Please filter the records below down to the lines that contain the string "sculpture", treating uppercase and lowercase as different.

* **INPUT ROWS**
§

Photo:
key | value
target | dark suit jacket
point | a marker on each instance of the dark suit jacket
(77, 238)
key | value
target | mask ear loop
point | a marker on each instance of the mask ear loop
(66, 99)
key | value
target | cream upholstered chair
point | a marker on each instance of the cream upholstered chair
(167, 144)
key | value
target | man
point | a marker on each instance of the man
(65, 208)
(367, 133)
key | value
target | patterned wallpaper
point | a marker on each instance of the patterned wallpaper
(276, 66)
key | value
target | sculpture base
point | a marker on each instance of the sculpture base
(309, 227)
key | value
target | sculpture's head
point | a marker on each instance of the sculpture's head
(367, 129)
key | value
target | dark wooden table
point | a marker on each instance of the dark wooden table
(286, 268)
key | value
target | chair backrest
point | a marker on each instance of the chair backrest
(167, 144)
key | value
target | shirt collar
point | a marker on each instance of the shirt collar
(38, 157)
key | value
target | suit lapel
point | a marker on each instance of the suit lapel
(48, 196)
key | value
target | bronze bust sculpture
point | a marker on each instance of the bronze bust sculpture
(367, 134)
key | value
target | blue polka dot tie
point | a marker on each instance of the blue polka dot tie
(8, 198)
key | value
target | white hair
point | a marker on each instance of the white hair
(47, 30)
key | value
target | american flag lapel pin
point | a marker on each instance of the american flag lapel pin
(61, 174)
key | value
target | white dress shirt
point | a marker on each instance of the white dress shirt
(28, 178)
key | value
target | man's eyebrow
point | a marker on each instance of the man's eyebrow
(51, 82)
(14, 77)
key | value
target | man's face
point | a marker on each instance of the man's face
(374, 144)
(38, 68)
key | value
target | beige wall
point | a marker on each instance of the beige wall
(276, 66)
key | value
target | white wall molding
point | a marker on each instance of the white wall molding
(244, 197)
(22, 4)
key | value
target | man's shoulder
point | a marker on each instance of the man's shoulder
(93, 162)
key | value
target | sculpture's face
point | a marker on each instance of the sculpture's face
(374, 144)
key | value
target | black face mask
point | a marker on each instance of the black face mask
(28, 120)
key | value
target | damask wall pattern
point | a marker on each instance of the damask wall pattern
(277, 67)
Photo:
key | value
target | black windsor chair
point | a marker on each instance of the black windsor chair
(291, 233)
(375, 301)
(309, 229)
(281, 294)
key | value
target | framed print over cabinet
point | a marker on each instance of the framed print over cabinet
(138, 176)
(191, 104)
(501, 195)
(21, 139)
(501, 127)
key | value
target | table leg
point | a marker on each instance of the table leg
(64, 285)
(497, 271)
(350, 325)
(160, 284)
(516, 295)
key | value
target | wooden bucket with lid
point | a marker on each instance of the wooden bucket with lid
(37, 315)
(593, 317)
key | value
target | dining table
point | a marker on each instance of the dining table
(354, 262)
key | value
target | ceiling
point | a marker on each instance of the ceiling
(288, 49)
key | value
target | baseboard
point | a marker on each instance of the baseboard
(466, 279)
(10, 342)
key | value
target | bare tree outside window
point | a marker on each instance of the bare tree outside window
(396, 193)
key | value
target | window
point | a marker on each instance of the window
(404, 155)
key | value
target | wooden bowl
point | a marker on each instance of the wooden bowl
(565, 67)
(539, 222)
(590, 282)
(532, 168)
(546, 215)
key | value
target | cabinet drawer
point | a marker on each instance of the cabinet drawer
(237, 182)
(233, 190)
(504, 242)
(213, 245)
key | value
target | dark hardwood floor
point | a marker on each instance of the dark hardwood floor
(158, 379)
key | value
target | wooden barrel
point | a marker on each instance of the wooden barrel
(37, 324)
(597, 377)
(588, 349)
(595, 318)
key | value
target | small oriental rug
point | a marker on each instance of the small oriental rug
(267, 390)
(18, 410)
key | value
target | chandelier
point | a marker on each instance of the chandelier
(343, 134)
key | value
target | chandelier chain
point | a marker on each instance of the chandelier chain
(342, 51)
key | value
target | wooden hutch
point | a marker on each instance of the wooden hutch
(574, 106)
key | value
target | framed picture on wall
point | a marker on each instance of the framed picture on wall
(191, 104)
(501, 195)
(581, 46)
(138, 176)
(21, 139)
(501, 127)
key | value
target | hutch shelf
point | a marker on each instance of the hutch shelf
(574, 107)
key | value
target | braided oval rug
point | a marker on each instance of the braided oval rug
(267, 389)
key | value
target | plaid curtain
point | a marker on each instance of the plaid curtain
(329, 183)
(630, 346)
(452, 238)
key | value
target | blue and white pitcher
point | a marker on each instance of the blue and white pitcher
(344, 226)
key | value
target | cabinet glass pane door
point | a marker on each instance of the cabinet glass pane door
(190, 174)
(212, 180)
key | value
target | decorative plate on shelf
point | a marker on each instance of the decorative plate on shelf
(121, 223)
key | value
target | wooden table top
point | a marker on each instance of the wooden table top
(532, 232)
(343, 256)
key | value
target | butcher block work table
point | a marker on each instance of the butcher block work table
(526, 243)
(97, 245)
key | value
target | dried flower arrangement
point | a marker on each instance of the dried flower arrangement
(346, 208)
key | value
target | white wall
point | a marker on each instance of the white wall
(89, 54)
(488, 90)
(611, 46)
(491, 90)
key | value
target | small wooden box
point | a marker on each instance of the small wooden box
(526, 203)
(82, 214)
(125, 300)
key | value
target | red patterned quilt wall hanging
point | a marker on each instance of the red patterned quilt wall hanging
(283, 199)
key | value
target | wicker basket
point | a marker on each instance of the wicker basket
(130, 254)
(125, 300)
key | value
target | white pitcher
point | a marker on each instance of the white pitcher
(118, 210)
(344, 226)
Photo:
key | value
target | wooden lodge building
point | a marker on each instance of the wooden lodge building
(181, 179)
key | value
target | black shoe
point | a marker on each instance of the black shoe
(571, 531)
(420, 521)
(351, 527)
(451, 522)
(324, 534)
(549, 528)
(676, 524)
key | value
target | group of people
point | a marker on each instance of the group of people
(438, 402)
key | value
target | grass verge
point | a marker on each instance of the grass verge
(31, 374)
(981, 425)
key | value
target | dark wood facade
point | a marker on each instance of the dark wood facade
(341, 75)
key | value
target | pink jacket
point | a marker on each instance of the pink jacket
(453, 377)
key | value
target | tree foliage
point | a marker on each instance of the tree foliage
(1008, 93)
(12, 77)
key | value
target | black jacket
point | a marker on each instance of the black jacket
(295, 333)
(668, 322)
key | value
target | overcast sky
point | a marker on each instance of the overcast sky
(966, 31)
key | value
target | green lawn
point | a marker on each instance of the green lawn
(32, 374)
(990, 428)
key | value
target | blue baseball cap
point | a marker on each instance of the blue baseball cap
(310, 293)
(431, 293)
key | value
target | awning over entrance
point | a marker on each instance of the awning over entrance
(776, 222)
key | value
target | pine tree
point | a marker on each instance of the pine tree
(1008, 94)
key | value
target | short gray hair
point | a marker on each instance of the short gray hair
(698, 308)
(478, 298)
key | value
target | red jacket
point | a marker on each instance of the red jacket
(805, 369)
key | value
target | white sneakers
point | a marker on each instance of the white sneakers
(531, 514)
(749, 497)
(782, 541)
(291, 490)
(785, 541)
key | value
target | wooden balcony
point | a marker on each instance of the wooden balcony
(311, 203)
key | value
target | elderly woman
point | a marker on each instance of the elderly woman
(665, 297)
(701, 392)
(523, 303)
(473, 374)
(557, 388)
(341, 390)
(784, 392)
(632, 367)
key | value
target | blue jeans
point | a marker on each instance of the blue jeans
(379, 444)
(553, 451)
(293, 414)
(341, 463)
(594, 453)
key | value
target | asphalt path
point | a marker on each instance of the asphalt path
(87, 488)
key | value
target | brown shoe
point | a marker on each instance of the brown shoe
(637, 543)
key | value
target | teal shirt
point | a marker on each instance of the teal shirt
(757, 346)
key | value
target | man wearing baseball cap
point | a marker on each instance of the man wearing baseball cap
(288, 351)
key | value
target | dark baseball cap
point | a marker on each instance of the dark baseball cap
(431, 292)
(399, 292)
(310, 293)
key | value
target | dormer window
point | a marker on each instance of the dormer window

§

* **ANSWER TO THIS TASK**
target | sculpture base
point | a marker on each instance of the sculpture base
target | sculpture's head
point | a marker on each instance of the sculpture's head
target | bronze bust sculpture
point | a marker on each instance of the bronze bust sculpture
target | sculpture's face
point | a marker on each instance of the sculpture's face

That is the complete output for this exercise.